Records contained in a dataset:
────────────────

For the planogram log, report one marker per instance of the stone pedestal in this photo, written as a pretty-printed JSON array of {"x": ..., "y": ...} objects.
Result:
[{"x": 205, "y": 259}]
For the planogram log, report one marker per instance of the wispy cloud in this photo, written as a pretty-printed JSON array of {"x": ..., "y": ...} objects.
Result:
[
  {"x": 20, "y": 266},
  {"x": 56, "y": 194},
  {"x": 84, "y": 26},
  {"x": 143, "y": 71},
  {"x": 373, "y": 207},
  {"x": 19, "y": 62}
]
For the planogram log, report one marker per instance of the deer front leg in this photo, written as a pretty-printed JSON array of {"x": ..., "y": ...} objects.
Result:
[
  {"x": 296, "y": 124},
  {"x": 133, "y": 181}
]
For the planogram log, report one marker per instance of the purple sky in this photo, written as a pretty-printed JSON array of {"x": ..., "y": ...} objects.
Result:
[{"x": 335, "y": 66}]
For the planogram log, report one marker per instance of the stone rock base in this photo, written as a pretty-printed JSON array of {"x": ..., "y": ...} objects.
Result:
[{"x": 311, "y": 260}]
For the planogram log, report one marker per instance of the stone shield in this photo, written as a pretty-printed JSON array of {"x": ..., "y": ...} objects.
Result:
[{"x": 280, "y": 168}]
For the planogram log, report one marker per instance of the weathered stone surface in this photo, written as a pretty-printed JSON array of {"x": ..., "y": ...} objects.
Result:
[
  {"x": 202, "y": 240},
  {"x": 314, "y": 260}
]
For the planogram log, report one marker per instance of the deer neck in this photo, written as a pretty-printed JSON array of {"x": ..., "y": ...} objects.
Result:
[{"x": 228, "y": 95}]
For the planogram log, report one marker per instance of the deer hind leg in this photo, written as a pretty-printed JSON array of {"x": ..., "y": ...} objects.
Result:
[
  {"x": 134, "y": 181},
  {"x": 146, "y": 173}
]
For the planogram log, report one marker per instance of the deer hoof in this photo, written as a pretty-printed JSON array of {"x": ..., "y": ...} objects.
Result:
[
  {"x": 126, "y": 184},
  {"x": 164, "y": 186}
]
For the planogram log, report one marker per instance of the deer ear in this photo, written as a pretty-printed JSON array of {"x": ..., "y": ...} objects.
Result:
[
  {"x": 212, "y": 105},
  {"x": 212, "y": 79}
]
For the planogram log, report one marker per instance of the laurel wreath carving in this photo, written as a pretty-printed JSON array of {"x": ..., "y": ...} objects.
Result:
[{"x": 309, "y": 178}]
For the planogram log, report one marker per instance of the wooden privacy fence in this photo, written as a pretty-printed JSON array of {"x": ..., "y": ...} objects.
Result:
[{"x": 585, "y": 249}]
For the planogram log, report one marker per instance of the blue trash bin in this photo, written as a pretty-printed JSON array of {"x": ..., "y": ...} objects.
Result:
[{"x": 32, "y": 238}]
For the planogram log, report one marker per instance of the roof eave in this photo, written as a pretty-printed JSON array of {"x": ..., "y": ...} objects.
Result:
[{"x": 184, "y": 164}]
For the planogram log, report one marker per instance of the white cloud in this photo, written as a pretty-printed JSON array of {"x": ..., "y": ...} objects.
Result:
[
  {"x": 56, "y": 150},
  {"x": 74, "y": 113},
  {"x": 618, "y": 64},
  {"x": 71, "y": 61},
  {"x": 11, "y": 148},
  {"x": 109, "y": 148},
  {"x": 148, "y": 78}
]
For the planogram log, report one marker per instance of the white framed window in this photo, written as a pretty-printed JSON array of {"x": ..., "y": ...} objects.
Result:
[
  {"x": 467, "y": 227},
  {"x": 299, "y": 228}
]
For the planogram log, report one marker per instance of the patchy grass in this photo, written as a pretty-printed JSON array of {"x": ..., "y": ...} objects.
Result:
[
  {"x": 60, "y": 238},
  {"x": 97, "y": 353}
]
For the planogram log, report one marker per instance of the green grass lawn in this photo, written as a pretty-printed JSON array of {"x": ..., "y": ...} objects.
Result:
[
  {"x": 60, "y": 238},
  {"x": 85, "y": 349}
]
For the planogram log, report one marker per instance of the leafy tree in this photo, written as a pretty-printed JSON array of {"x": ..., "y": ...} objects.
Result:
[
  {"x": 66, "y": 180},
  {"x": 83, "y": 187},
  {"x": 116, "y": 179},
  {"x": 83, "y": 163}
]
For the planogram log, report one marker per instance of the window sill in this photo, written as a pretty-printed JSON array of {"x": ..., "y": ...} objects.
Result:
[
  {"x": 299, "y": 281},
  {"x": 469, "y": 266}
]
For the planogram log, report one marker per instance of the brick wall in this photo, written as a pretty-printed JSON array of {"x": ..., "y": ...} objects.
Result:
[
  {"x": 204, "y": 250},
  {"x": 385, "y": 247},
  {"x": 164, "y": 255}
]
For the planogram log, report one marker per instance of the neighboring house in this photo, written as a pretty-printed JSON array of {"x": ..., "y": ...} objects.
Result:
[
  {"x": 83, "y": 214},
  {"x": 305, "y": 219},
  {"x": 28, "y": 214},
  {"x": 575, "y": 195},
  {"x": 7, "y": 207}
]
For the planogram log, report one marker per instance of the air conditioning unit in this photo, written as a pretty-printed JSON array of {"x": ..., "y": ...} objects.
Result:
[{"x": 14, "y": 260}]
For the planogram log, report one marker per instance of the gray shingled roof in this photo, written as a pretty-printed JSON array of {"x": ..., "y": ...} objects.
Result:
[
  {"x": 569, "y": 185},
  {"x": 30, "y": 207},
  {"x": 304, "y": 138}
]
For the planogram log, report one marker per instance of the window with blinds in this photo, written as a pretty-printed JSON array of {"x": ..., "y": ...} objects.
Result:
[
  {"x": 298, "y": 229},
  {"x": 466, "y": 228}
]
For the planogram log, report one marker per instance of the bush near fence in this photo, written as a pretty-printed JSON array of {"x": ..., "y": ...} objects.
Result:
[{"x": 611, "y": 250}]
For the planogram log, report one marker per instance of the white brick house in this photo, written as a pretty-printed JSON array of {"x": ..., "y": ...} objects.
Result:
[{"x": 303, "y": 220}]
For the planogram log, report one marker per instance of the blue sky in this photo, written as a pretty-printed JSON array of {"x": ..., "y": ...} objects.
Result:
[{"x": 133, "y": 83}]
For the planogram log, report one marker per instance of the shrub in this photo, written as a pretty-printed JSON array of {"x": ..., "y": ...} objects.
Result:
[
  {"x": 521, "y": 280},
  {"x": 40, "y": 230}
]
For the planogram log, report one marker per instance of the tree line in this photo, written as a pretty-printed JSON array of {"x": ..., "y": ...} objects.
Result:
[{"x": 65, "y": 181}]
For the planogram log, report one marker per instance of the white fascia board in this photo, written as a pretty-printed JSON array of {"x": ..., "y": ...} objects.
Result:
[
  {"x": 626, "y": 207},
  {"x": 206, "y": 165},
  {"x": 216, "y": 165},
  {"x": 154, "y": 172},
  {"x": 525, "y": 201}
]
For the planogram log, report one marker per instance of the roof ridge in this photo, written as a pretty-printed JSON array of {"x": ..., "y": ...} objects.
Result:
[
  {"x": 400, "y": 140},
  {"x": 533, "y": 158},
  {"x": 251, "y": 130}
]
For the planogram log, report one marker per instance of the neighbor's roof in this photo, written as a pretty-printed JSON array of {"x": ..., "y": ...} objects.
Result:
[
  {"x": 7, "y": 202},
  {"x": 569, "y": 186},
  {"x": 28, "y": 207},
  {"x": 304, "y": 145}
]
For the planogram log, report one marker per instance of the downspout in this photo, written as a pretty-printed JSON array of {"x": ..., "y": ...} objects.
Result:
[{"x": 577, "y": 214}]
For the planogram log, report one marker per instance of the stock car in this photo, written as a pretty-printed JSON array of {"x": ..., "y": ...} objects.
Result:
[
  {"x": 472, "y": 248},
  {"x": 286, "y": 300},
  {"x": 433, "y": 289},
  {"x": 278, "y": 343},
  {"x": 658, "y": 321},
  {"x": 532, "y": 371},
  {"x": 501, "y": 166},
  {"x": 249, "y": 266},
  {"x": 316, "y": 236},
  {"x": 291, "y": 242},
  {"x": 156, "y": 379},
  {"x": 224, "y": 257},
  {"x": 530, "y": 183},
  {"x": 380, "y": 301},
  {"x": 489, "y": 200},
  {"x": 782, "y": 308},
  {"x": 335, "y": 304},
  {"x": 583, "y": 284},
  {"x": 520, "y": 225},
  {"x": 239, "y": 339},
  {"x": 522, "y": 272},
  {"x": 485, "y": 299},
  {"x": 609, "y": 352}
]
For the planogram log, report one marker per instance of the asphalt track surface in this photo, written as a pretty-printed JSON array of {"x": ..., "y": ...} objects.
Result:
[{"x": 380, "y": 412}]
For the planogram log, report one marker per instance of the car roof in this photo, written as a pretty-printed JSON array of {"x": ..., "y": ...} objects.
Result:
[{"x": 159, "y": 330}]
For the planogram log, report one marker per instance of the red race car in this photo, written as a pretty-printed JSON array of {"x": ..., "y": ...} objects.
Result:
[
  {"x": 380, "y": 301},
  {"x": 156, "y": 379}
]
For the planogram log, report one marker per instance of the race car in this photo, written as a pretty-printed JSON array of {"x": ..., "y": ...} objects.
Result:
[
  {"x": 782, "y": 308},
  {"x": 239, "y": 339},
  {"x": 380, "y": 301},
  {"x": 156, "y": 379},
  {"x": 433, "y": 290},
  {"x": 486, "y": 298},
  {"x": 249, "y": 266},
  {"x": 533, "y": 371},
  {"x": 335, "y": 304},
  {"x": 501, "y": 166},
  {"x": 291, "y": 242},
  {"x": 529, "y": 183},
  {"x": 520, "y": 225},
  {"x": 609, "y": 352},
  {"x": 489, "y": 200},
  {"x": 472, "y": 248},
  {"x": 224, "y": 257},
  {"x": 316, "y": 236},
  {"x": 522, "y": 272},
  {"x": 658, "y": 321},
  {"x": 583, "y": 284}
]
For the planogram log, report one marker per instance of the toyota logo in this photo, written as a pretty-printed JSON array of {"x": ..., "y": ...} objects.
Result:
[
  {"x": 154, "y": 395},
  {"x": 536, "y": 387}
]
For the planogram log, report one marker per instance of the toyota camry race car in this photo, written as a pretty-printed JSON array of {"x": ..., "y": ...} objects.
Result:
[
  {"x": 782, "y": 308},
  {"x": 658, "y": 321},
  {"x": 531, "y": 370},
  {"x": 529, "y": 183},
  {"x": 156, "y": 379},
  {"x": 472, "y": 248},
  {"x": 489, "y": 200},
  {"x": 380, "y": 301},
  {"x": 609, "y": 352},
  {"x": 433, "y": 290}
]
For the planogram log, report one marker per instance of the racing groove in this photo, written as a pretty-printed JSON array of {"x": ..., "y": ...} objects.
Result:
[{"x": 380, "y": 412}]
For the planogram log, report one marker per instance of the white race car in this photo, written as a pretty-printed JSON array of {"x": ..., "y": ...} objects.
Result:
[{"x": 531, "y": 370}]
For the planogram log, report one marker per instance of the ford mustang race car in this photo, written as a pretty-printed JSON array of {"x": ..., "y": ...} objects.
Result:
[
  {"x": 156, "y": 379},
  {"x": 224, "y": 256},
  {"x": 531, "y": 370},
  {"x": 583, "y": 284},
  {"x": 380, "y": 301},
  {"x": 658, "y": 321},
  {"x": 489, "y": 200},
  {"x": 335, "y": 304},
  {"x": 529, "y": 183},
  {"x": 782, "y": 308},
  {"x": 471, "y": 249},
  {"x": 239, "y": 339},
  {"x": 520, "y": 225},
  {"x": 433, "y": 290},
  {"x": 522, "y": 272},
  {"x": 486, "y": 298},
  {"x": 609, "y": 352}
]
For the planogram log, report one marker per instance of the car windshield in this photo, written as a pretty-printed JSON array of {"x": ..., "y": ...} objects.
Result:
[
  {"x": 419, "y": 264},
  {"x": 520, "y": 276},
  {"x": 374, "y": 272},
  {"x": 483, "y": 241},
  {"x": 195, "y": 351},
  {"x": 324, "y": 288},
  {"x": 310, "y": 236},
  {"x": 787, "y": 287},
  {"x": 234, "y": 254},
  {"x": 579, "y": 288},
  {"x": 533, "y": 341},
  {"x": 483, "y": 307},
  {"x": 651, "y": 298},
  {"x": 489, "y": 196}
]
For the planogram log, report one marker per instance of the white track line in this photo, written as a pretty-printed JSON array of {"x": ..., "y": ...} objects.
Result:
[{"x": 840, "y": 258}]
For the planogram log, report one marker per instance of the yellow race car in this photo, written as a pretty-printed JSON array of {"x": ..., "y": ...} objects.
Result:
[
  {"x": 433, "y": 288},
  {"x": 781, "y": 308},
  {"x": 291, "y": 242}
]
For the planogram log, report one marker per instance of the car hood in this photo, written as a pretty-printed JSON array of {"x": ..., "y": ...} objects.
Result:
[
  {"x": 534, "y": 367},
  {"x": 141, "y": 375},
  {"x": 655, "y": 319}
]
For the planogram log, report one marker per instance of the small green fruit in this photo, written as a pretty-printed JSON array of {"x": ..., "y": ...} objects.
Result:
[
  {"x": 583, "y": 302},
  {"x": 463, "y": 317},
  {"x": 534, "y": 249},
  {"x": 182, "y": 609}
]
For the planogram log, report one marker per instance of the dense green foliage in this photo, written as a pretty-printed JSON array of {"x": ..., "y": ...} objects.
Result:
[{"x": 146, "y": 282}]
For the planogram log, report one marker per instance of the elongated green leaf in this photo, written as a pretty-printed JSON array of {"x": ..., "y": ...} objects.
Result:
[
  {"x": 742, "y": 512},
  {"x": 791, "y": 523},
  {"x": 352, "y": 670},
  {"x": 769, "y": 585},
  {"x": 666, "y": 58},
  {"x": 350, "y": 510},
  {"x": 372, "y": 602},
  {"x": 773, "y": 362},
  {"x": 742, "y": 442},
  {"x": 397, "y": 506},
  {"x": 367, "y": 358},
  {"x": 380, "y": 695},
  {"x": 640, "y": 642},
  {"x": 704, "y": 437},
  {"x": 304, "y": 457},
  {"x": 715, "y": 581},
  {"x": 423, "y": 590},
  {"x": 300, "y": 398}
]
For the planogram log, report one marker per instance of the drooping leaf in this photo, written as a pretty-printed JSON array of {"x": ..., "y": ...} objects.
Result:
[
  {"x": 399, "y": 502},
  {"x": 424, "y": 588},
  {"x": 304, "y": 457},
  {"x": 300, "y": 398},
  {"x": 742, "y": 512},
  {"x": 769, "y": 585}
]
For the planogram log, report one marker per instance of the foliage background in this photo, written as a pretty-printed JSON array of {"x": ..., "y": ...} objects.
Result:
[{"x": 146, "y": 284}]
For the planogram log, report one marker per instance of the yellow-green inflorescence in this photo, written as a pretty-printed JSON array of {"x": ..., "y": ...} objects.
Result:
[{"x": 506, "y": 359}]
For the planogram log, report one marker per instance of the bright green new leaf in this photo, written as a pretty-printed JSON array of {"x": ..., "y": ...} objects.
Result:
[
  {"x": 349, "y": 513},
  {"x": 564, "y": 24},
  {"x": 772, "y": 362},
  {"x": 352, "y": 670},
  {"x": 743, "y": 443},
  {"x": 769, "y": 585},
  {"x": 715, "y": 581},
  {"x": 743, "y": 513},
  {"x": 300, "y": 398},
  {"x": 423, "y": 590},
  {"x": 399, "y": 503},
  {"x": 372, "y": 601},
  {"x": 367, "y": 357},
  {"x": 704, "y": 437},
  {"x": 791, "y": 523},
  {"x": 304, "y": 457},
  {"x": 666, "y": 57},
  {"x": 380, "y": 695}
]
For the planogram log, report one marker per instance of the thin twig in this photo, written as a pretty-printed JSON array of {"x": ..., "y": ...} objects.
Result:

────────────────

From the "of the foliage" line to the close of the listing, restate each line word for word.

For the planogram log, report one marker per instance of the foliage background in this photo, written as a pretty-printed JSON array of {"x": ..., "y": ...} objects.
Result:
[{"x": 146, "y": 284}]
For the planogram log, report one marker per instance of the yellow-green inflorescence in this photo, written as a pretty-printed JSON array of {"x": ..., "y": ...} objects.
Result:
[{"x": 506, "y": 359}]
For the planogram log, report one marker per instance of the bright green new leaf in this photo, written as a pretty-printed JSON array of {"x": ..., "y": ...} objects.
Result:
[
  {"x": 349, "y": 513},
  {"x": 564, "y": 24},
  {"x": 772, "y": 362},
  {"x": 352, "y": 670},
  {"x": 743, "y": 443},
  {"x": 769, "y": 585},
  {"x": 715, "y": 581},
  {"x": 743, "y": 513},
  {"x": 300, "y": 398},
  {"x": 423, "y": 590},
  {"x": 399, "y": 503},
  {"x": 372, "y": 601},
  {"x": 367, "y": 357},
  {"x": 704, "y": 437},
  {"x": 791, "y": 523},
  {"x": 304, "y": 457},
  {"x": 666, "y": 57},
  {"x": 380, "y": 695}
]
For the planogram log, report one marker per instance of the thin twig in this photo, written as a pretty-printed JSON array of {"x": ..., "y": ...} objects.
Result:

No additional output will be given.